Colorado permits the use of beneficiary deeds to avoid probate in the transfer of real property. (Beneficiary deeds are also known as transfer-on-death deeds.)  A beneficiary deed does not take control of the property away from the grantor.  The grantor can change the beneficiary of the deed or revoke the beneficiary deed at any time prior to his or her death. In essence, a gift through a beneficiary deed does not vest (take effect) until the grantor’s death.  This means that the grantee-beneficiary’s creditors cannot access the property during the grantor’s lifetime.

Grantor’s Creditors

A beneficiary deed does not shelter the property from the grantor’s creditors, however. The grantor’s creditors can still access the property prior to the grantor’s death. Furthermore, after his death, a grantor’s creditors may be able to bring the property into the probate estate if the probate assets are insufficient to satisfy the creditor’s claims. If this occurs, the property will not transfer to the grantee-beneficiary. If, however, there are no issues with creditors, the property will transfer to the grantee-beneficiary free of probate.

## Given data
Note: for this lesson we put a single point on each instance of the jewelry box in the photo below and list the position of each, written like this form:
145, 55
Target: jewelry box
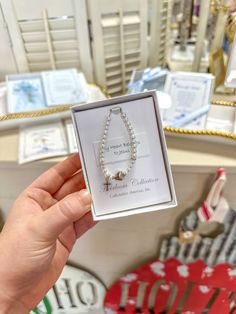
123, 154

## What the task requires
Reproduce the part of the passage on Colorado beneficiary deeds above that falls between "A beneficiary deed does not shelter" and "free of probate.", inclusive, word for word.

## Written response
A beneficiary deed does not shelter the property from the grantor’s creditors, however. The grantor’s creditors can still access the property prior to the grantor’s death. Furthermore, after his death, a grantor’s creditors may be able to bring the property into the probate estate if the probate assets are insufficient to satisfy the creditor’s claims. If this occurs, the property will not transfer to the grantee-beneficiary. If, however, there are no issues with creditors, the property will transfer to the grantee-beneficiary free of probate.